What is required »
Copy the entries word for word, starting at the very beginning and stopping after the line that contains "positive clicks: (76, 153) (82, 152)". Leave the pictures out of your copy.

Dataset content »

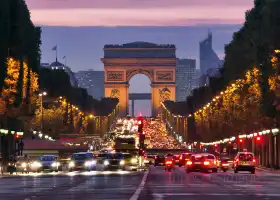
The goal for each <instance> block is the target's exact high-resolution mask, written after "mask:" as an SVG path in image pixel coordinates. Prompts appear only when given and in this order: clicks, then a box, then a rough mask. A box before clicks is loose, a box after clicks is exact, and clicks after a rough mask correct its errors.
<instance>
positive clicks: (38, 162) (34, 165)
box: [31, 161, 42, 168]
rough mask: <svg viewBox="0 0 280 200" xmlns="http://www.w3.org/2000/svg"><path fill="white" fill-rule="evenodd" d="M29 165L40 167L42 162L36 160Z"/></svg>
mask: <svg viewBox="0 0 280 200" xmlns="http://www.w3.org/2000/svg"><path fill="white" fill-rule="evenodd" d="M31 167H32V168H39V167H42V164H41V163H39V162H37V161H35V162H33V163H31Z"/></svg>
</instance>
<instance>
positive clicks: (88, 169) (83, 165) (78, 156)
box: [68, 152, 96, 171]
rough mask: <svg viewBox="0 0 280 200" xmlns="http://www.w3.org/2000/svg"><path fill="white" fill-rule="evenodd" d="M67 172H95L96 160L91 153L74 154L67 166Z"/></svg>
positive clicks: (76, 153) (82, 152)
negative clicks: (85, 171)
mask: <svg viewBox="0 0 280 200" xmlns="http://www.w3.org/2000/svg"><path fill="white" fill-rule="evenodd" d="M68 168H69V171H74V170H87V171H91V170H95V169H96V159H95V158H94V156H93V154H92V153H91V152H80V153H74V154H73V155H72V157H71V161H70V162H69V165H68Z"/></svg>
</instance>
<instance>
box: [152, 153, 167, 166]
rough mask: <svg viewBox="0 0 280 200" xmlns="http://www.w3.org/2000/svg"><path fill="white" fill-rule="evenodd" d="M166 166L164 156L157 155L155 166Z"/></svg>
mask: <svg viewBox="0 0 280 200" xmlns="http://www.w3.org/2000/svg"><path fill="white" fill-rule="evenodd" d="M164 165H165V157H164V155H156V156H155V163H154V166H164Z"/></svg>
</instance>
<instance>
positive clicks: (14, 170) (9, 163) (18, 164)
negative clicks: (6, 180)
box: [7, 156, 30, 174]
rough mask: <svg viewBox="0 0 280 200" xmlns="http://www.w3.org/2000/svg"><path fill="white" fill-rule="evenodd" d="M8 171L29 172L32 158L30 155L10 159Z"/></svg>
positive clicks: (7, 169)
mask: <svg viewBox="0 0 280 200" xmlns="http://www.w3.org/2000/svg"><path fill="white" fill-rule="evenodd" d="M7 171H8V172H9V173H10V174H13V173H14V172H21V173H28V172H29V171H30V160H29V158H28V157H23V156H18V157H15V158H13V159H10V160H9V162H8V167H7Z"/></svg>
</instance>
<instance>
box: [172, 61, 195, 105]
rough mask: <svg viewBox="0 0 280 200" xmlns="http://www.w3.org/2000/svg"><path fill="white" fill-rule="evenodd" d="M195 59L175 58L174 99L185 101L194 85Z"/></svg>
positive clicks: (193, 87)
mask: <svg viewBox="0 0 280 200" xmlns="http://www.w3.org/2000/svg"><path fill="white" fill-rule="evenodd" d="M195 75H196V61H195V60H194V59H177V63H176V101H185V100H186V98H187V96H189V95H190V94H191V91H192V89H193V88H194V86H195V85H196V84H195V82H196V78H195Z"/></svg>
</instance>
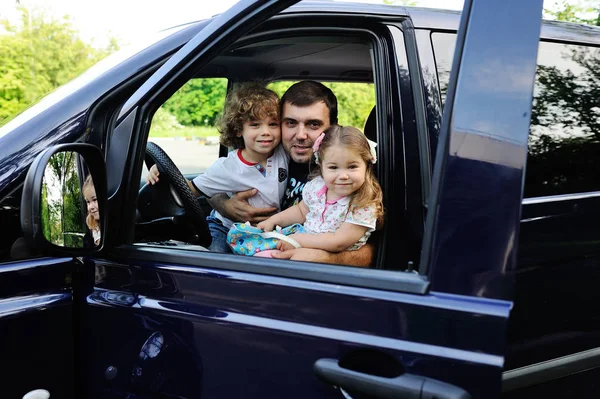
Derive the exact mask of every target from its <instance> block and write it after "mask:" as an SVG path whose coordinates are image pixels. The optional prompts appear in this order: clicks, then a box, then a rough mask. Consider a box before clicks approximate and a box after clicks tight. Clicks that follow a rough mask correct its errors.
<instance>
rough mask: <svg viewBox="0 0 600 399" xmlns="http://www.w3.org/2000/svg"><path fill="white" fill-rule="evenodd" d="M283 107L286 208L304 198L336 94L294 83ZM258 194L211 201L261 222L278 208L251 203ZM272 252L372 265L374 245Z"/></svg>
mask: <svg viewBox="0 0 600 399" xmlns="http://www.w3.org/2000/svg"><path fill="white" fill-rule="evenodd" d="M280 107H281V108H280V109H281V142H282V144H283V147H284V148H285V150H286V152H287V153H288V155H289V156H290V164H289V167H288V169H289V172H288V185H287V189H286V192H285V197H284V199H283V201H282V206H281V208H282V209H286V208H288V207H290V206H292V205H294V204H296V203H298V202H300V200H301V199H302V190H303V188H304V185H305V184H306V182H307V179H308V173H309V165H310V160H311V157H312V155H313V150H312V146H313V143H314V141H315V140H316V139H317V137H319V135H320V134H321V133H322V132H323V131H324V130H325V129H327V128H328V127H329V126H331V125H333V124H336V123H337V98H336V97H335V94H333V92H332V91H331V90H330V89H329V88H327V87H325V86H324V85H323V84H321V83H319V82H314V81H303V82H299V83H296V84H294V85H293V86H291V87H290V88H289V89H288V90H287V91H286V92H285V94H284V95H283V96H282V97H281V102H280ZM255 194H256V189H253V190H247V191H242V192H239V193H237V194H235V195H234V196H233V197H231V198H229V197H228V196H227V195H226V194H217V195H215V196H213V197H212V198H211V199H210V204H211V205H212V207H213V208H214V209H216V210H217V211H218V212H219V213H220V214H221V215H225V216H226V217H227V218H229V219H231V220H236V221H239V222H244V221H250V222H252V223H258V222H261V221H263V220H265V219H266V218H267V217H269V216H270V215H272V214H273V213H275V212H276V211H277V209H275V208H254V207H252V206H250V205H249V204H248V198H250V197H252V196H253V195H255ZM272 256H273V257H274V258H278V259H292V260H303V261H311V262H322V263H338V264H346V265H352V266H369V265H370V264H371V260H372V258H373V246H372V245H368V244H367V245H365V246H363V247H362V248H361V249H359V250H357V251H344V252H338V253H331V252H327V251H323V250H320V249H312V248H298V249H292V250H289V251H284V252H274V253H273V255H272Z"/></svg>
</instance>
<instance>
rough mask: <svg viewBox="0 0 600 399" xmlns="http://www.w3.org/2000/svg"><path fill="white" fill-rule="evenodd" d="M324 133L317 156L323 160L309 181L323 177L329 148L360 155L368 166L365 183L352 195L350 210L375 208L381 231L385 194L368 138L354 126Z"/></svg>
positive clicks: (314, 169)
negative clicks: (361, 208)
mask: <svg viewBox="0 0 600 399" xmlns="http://www.w3.org/2000/svg"><path fill="white" fill-rule="evenodd" d="M324 133H325V136H324V137H323V141H322V142H321V145H320V146H319V149H318V150H317V152H316V154H315V155H316V157H317V159H319V160H321V161H320V165H319V167H318V168H314V169H312V171H311V173H310V176H309V179H313V178H315V177H317V176H321V165H323V160H324V156H325V153H326V152H327V149H328V148H329V147H333V146H336V147H337V146H340V147H343V148H345V149H346V150H347V151H352V152H354V153H356V154H357V155H359V156H360V157H361V158H362V160H363V161H364V162H365V164H366V165H367V169H366V173H365V182H364V183H363V185H362V186H361V187H360V188H359V189H358V190H357V191H356V192H355V193H354V194H352V199H351V200H350V204H349V205H348V210H350V211H352V210H353V209H356V208H364V207H367V206H373V207H375V217H376V218H377V229H380V228H381V227H382V226H383V213H384V210H383V193H382V191H381V186H380V185H379V182H378V181H377V178H376V177H375V173H374V172H373V156H372V155H371V147H370V146H369V142H368V141H367V138H366V137H365V135H364V134H363V133H362V132H361V131H360V130H358V129H357V128H355V127H352V126H340V125H333V126H330V127H329V128H327V129H326V130H325V132H324Z"/></svg>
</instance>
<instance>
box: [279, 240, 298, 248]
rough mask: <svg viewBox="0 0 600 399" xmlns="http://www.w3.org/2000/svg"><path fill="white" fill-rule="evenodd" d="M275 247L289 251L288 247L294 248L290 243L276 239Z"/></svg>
mask: <svg viewBox="0 0 600 399" xmlns="http://www.w3.org/2000/svg"><path fill="white" fill-rule="evenodd" d="M277 249H278V250H280V251H289V250H290V249H296V248H295V247H294V246H293V245H292V244H290V243H288V242H285V241H281V240H279V241H277Z"/></svg>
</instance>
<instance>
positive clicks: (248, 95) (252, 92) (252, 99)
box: [218, 82, 279, 149]
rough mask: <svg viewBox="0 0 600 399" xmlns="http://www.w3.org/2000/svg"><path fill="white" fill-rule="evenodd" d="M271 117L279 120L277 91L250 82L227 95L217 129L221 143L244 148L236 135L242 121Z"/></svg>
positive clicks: (242, 85)
mask: <svg viewBox="0 0 600 399" xmlns="http://www.w3.org/2000/svg"><path fill="white" fill-rule="evenodd" d="M268 117H270V118H273V119H275V120H277V121H279V97H278V96H277V93H275V92H274V91H272V90H269V89H267V88H265V87H264V86H262V85H261V84H260V83H257V82H251V83H246V84H244V85H242V86H241V87H240V88H239V89H237V90H233V91H232V92H230V93H229V94H228V95H227V98H226V100H225V107H224V109H223V116H221V118H219V121H218V124H219V125H218V130H219V132H220V133H221V139H220V141H221V144H223V145H224V146H225V147H233V148H235V149H241V148H244V139H243V138H242V137H238V133H240V132H241V131H242V130H243V128H244V123H246V122H250V121H255V120H260V119H266V118H268Z"/></svg>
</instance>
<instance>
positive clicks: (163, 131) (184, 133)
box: [150, 126, 219, 138]
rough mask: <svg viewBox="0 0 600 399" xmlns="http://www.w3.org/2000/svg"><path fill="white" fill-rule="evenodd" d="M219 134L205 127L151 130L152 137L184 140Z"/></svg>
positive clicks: (184, 126) (152, 128)
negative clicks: (177, 137) (170, 138)
mask: <svg viewBox="0 0 600 399" xmlns="http://www.w3.org/2000/svg"><path fill="white" fill-rule="evenodd" d="M218 135H219V132H218V131H217V129H216V128H214V127H205V126H184V127H182V128H178V129H161V128H150V137H151V138H157V137H182V138H202V137H210V136H218Z"/></svg>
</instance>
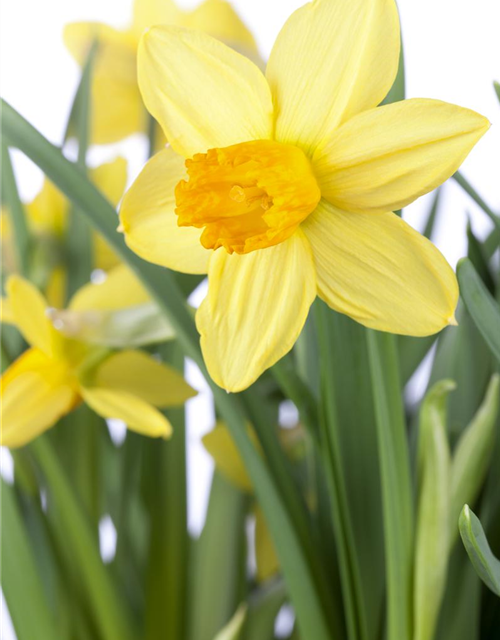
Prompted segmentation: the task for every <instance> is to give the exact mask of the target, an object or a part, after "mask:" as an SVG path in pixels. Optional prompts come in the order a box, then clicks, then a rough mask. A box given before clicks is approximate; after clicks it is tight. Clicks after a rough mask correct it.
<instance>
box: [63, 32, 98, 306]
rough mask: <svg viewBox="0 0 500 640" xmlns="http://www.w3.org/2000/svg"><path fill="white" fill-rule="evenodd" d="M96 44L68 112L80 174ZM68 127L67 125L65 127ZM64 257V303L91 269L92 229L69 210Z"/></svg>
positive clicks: (85, 129) (91, 253)
mask: <svg viewBox="0 0 500 640" xmlns="http://www.w3.org/2000/svg"><path fill="white" fill-rule="evenodd" d="M96 51H97V42H94V43H93V45H92V47H91V49H90V52H89V54H88V56H87V60H86V62H85V66H84V68H83V71H82V78H81V81H80V86H79V87H78V90H77V94H76V98H75V101H76V102H77V103H78V108H77V109H76V113H74V111H73V110H72V112H71V115H70V119H71V117H74V118H75V125H76V126H75V130H76V137H77V140H78V160H77V165H78V167H79V168H80V169H81V171H82V172H83V173H86V171H87V162H86V158H87V149H88V143H89V137H90V119H91V83H92V69H93V66H94V59H95V54H96ZM68 126H69V125H68ZM66 244H67V251H68V253H67V255H68V270H67V273H68V287H67V296H68V299H69V298H71V296H72V295H73V294H74V293H75V291H77V290H78V289H79V288H80V287H82V286H83V285H84V284H87V282H88V281H89V278H90V274H91V272H92V268H93V265H94V256H93V242H92V228H91V226H90V225H89V223H88V221H87V220H86V219H85V217H84V216H81V215H79V213H78V212H77V211H75V208H74V207H72V208H71V211H70V215H69V224H68V230H67V237H66Z"/></svg>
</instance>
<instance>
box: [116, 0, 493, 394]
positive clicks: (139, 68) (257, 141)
mask: <svg viewBox="0 0 500 640" xmlns="http://www.w3.org/2000/svg"><path fill="white" fill-rule="evenodd" d="M399 50H400V32H399V19H398V13H397V9H396V5H395V2H394V0H315V1H314V2H312V3H310V4H307V5H305V6H304V7H302V8H301V9H299V10H298V11H296V12H295V13H294V14H293V15H292V16H291V17H290V19H289V20H288V22H287V23H286V24H285V26H284V28H283V29H282V31H281V33H280V34H279V36H278V38H277V41H276V43H275V45H274V48H273V50H272V53H271V56H270V60H269V64H268V66H267V70H266V76H264V75H263V74H262V73H261V71H260V70H259V69H258V68H257V66H256V65H254V64H253V63H252V62H251V61H250V60H248V59H247V58H244V57H243V56H241V55H238V54H237V53H236V52H235V51H233V50H231V49H229V48H228V47H226V46H224V45H223V44H222V43H220V42H217V41H216V40H214V39H212V38H210V37H209V36H208V35H206V34H203V33H200V32H196V31H191V30H187V29H182V28H178V27H165V26H161V27H154V28H152V29H150V30H149V31H148V32H147V33H146V34H145V35H144V36H143V38H142V40H141V44H140V46H139V54H138V78H139V86H140V89H141V92H142V95H143V98H144V102H145V104H146V106H147V108H148V110H149V111H150V112H151V114H152V115H153V116H154V117H155V118H156V119H157V120H158V122H159V123H160V124H161V125H162V127H163V129H164V132H165V134H166V136H167V138H168V140H169V141H170V144H171V148H168V149H165V150H164V151H162V152H161V153H159V154H157V155H156V156H155V157H153V158H152V159H151V160H150V161H149V162H148V164H147V165H146V166H145V168H144V169H143V171H142V173H141V174H140V175H139V177H138V179H137V180H136V182H135V183H134V185H133V186H132V188H131V189H130V190H129V192H128V193H127V194H126V195H125V197H124V200H123V203H122V207H121V224H122V227H121V228H122V230H123V231H124V233H125V235H126V241H127V243H128V245H129V246H130V247H131V248H132V249H133V250H134V251H135V252H136V253H138V254H139V255H140V256H142V257H143V258H145V259H146V260H149V261H151V262H155V263H157V264H160V265H164V266H166V267H169V268H172V269H176V270H178V271H184V272H187V273H207V272H208V281H209V289H208V295H207V297H206V299H205V300H204V301H203V303H202V304H201V306H200V308H199V309H198V312H197V326H198V330H199V332H200V334H201V347H202V350H203V354H204V358H205V361H206V363H207V366H208V370H209V372H210V375H211V376H212V378H213V380H214V381H215V382H216V383H217V384H218V385H220V386H221V387H223V388H225V389H226V390H228V391H239V390H242V389H244V388H246V387H248V386H249V385H250V384H251V383H252V382H253V381H254V380H256V378H257V377H258V376H259V375H260V374H261V373H262V372H263V371H264V370H265V369H267V368H268V367H270V366H271V365H273V364H274V363H275V362H276V361H277V360H279V359H280V358H281V357H282V356H284V355H285V354H286V353H287V352H288V351H289V350H290V349H291V347H292V346H293V344H294V343H295V341H296V339H297V337H298V336H299V334H300V331H301V329H302V327H303V325H304V322H305V320H306V318H307V314H308V311H309V307H310V306H311V303H312V302H313V301H314V299H315V297H316V295H319V296H320V297H321V298H322V299H323V300H324V301H325V302H326V303H327V304H328V305H329V306H330V307H332V308H333V309H335V310H336V311H339V312H341V313H344V314H346V315H348V316H350V317H351V318H353V319H354V320H356V321H357V322H360V323H361V324H363V325H365V326H367V327H371V328H374V329H378V330H381V331H390V332H393V333H399V334H407V335H413V336H425V335H428V334H432V333H435V332H437V331H440V330H441V329H442V328H443V327H445V326H446V325H448V324H453V323H454V322H455V320H454V311H455V307H456V304H457V299H458V286H457V282H456V278H455V274H454V272H453V271H452V269H451V268H450V266H449V265H448V263H447V262H446V260H445V259H444V257H443V256H442V255H441V253H440V252H439V251H438V250H437V249H436V248H435V247H434V246H433V245H432V244H431V243H430V242H429V241H428V240H426V239H425V238H424V237H423V236H421V235H420V234H418V233H417V232H416V231H414V230H413V229H412V228H411V227H410V226H409V225H408V224H406V223H405V222H404V221H403V220H402V219H401V218H400V217H398V216H397V215H395V214H394V213H392V211H395V210H397V209H400V208H402V207H404V206H406V205H408V204H409V203H410V202H412V201H413V200H415V199H416V198H418V197H419V196H421V195H423V194H424V193H427V192H429V191H431V190H432V189H434V188H435V187H437V186H438V185H439V184H441V183H442V182H443V181H444V180H446V179H447V178H448V177H449V176H450V175H452V174H453V173H454V172H455V171H456V170H457V168H458V167H459V165H460V164H461V162H462V161H463V160H464V158H465V157H466V156H467V154H468V153H469V151H470V150H471V148H472V147H473V146H474V144H475V143H476V142H477V140H478V139H479V138H480V137H481V136H482V135H483V134H484V132H485V131H486V130H487V129H488V126H489V123H488V121H487V120H486V119H485V118H484V117H483V116H481V115H479V114H477V113H475V112H474V111H470V110H468V109H463V108H460V107H457V106H454V105H451V104H447V103H444V102H441V101H438V100H427V99H412V100H406V101H403V102H398V103H395V104H390V105H387V106H378V105H380V103H381V101H382V100H383V98H384V97H385V96H386V94H387V93H388V91H389V89H390V88H391V86H392V84H393V82H394V79H395V77H396V73H397V69H398V61H399Z"/></svg>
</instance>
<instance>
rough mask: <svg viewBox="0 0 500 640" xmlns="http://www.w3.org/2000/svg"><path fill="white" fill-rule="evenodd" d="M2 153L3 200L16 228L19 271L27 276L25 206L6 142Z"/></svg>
mask: <svg viewBox="0 0 500 640" xmlns="http://www.w3.org/2000/svg"><path fill="white" fill-rule="evenodd" d="M1 154H2V157H1V169H2V170H1V174H2V201H5V202H6V204H7V207H8V212H9V217H10V220H11V222H12V227H13V230H14V246H15V250H16V258H17V264H18V266H19V271H20V272H21V273H22V274H23V275H24V276H27V275H28V272H29V266H30V232H29V229H28V223H27V220H26V215H25V212H24V207H23V204H22V202H21V200H20V198H19V193H18V190H17V185H16V179H15V177H14V171H13V169H12V162H11V159H10V154H9V150H8V149H7V147H6V146H5V145H4V144H2V146H1Z"/></svg>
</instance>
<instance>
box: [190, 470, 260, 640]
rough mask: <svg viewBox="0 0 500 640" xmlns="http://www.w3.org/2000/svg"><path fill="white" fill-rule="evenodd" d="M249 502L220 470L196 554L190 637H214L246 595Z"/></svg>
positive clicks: (194, 552)
mask: <svg viewBox="0 0 500 640" xmlns="http://www.w3.org/2000/svg"><path fill="white" fill-rule="evenodd" d="M248 506H249V499H248V497H247V496H246V495H245V494H244V493H242V492H241V491H240V490H239V489H237V488H236V487H235V486H234V485H233V484H231V483H230V482H229V481H227V480H225V479H224V478H223V477H222V476H221V475H220V474H219V473H218V472H217V471H216V472H215V474H214V478H213V482H212V489H211V492H210V500H209V504H208V510H207V518H206V522H205V526H204V528H203V531H202V534H201V536H200V539H199V540H198V542H197V544H196V547H195V550H194V555H193V575H192V589H191V596H190V598H189V601H190V605H191V606H190V611H189V620H190V632H189V638H190V640H206V639H207V638H213V637H214V636H215V635H216V633H217V632H218V631H219V630H220V629H221V628H222V627H224V625H226V624H227V623H228V621H229V620H230V619H231V616H232V614H233V613H234V610H235V608H236V607H237V605H238V603H239V602H241V601H242V599H243V598H244V597H245V595H246V594H245V593H244V592H243V591H242V586H243V584H244V576H245V570H246V563H245V520H246V515H247V511H248ZM215 585H217V588H214V586H215Z"/></svg>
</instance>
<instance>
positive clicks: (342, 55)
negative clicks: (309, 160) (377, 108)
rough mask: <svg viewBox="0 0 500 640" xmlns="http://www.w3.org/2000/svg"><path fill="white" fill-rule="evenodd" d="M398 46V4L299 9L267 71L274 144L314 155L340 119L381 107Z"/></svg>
mask: <svg viewBox="0 0 500 640" xmlns="http://www.w3.org/2000/svg"><path fill="white" fill-rule="evenodd" d="M399 47H400V36H399V18H398V13H397V9H396V4H395V2H394V0H315V1H314V2H311V3H309V4H306V5H305V6H303V7H302V8H301V9H298V10H297V11H296V12H295V13H294V14H293V15H292V16H291V17H290V18H289V20H288V21H287V23H286V24H285V26H284V27H283V29H282V30H281V33H280V34H279V36H278V38H277V40H276V43H275V45H274V48H273V50H272V53H271V57H270V58H269V63H268V66H267V78H268V80H269V84H270V86H271V90H272V92H273V98H274V104H275V108H276V112H277V114H278V116H277V121H276V139H277V140H279V141H280V142H288V143H291V144H298V145H299V146H301V147H302V148H303V149H304V150H305V151H312V150H314V148H315V146H316V145H317V144H318V143H319V142H320V141H321V140H322V139H323V138H324V137H325V136H326V135H329V134H330V133H331V132H332V131H333V130H334V129H336V128H337V127H338V126H339V125H340V124H342V122H345V121H346V120H347V119H349V118H351V117H352V116H353V115H356V114H357V113H360V112H361V111H364V110H366V109H371V108H373V107H376V106H377V105H378V104H379V103H380V102H381V101H382V100H383V99H384V98H385V96H386V95H387V93H388V91H389V89H390V88H391V86H392V83H393V81H394V78H395V77H396V73H397V69H398V62H399Z"/></svg>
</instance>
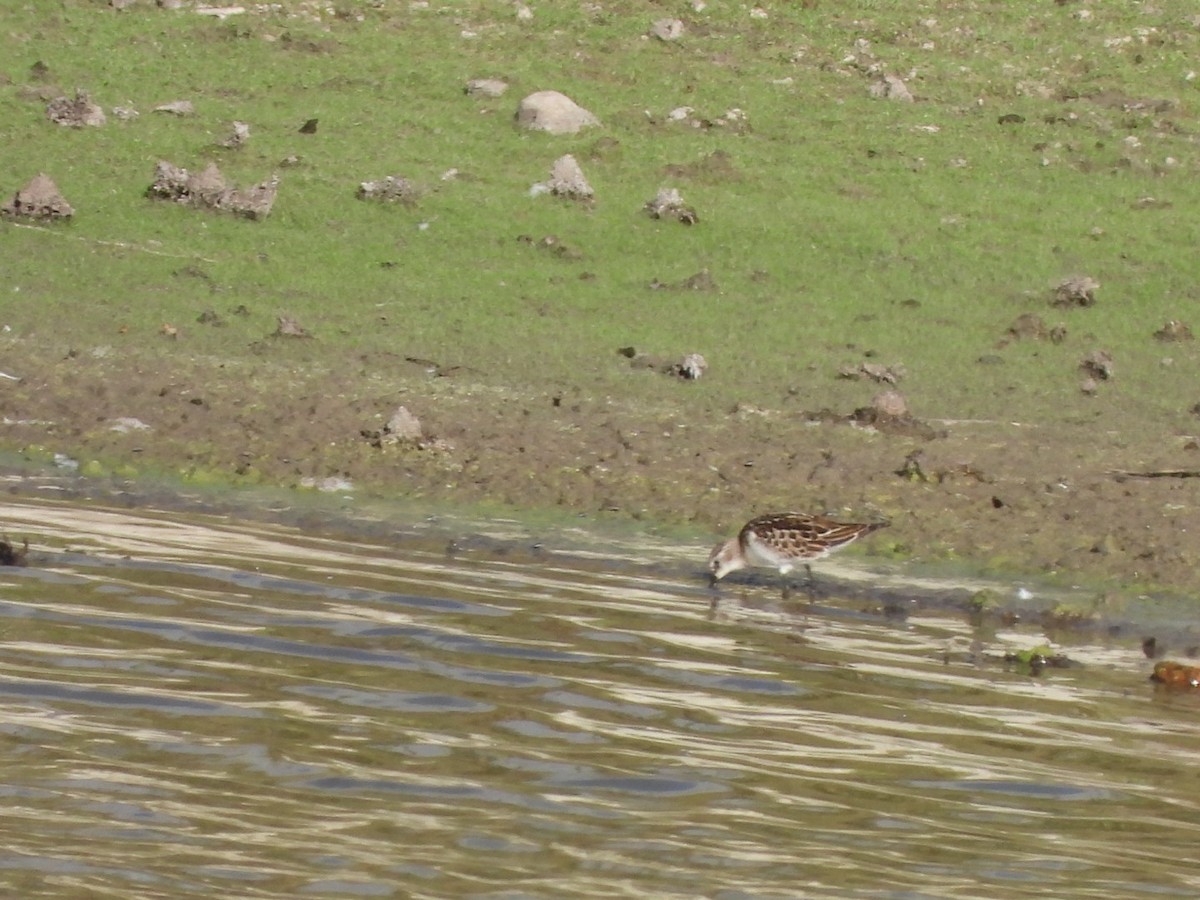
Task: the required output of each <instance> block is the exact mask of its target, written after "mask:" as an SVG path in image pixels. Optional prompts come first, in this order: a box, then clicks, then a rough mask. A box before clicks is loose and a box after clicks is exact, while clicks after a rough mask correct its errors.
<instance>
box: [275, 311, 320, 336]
mask: <svg viewBox="0 0 1200 900" xmlns="http://www.w3.org/2000/svg"><path fill="white" fill-rule="evenodd" d="M271 337H312V335H310V334H308V331H307V330H306V329H305V328H304V326H302V325H301V324H300V323H299V322H296V320H295V319H293V318H292V317H290V316H280V317H278V324H276V326H275V334H272V335H271Z"/></svg>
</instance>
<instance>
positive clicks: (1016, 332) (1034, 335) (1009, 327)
mask: <svg viewBox="0 0 1200 900" xmlns="http://www.w3.org/2000/svg"><path fill="white" fill-rule="evenodd" d="M1008 334H1009V335H1012V336H1013V337H1015V338H1018V340H1033V341H1040V340H1043V338H1045V337H1048V336H1049V334H1050V331H1049V330H1048V329H1046V323H1045V322H1043V320H1042V317H1040V316H1034V314H1033V313H1032V312H1026V313H1022V314H1021V316H1018V317H1016V320H1015V322H1014V323H1013V324H1012V325H1009V326H1008Z"/></svg>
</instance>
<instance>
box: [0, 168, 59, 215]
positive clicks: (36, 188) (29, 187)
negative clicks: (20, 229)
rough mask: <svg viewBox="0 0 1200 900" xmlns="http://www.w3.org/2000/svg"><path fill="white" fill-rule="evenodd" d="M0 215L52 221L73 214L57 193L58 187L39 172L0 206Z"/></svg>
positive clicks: (46, 177)
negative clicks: (39, 173) (7, 201)
mask: <svg viewBox="0 0 1200 900" xmlns="http://www.w3.org/2000/svg"><path fill="white" fill-rule="evenodd" d="M0 215H5V216H10V217H12V218H34V220H41V221H54V220H59V218H70V217H71V216H73V215H74V209H72V206H71V204H70V203H67V202H66V199H65V198H64V197H62V194H61V193H59V187H58V185H55V184H54V181H53V180H52V179H50V176H49V175H44V174H41V175H35V176H34V178H32V180H30V182H29V184H28V185H25V186H24V187H23V188H20V190H19V191H17V193H16V194H13V198H12V199H11V200H10V202H8V203H6V204H5V205H4V206H0Z"/></svg>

Final answer »
The goal for each <instance> block is the target's exact high-resolution mask, written after "mask:" as an SVG path in image pixel coordinates. Prompts appear only when given and in this order: clicks, then a box, then a rough mask. A box before clicks is loose, a box after clicks is exact, and clicks after a rough mask correct its errors.
<instance>
positive clicks: (38, 162) (34, 165)
box: [31, 161, 42, 168]
rough mask: <svg viewBox="0 0 280 200" xmlns="http://www.w3.org/2000/svg"><path fill="white" fill-rule="evenodd" d="M29 165L40 167L42 162L36 160Z"/></svg>
mask: <svg viewBox="0 0 280 200" xmlns="http://www.w3.org/2000/svg"><path fill="white" fill-rule="evenodd" d="M31 167H32V168H39V167H42V164H41V163H39V162H37V161H35V162H33V163H31Z"/></svg>
</instance>
<instance>
positive clicks: (88, 169) (83, 165) (78, 156)
box: [68, 152, 96, 171]
rough mask: <svg viewBox="0 0 280 200" xmlns="http://www.w3.org/2000/svg"><path fill="white" fill-rule="evenodd" d="M67 172H95L96 160L91 153L74 154L67 166Z"/></svg>
positive clicks: (76, 153) (82, 152)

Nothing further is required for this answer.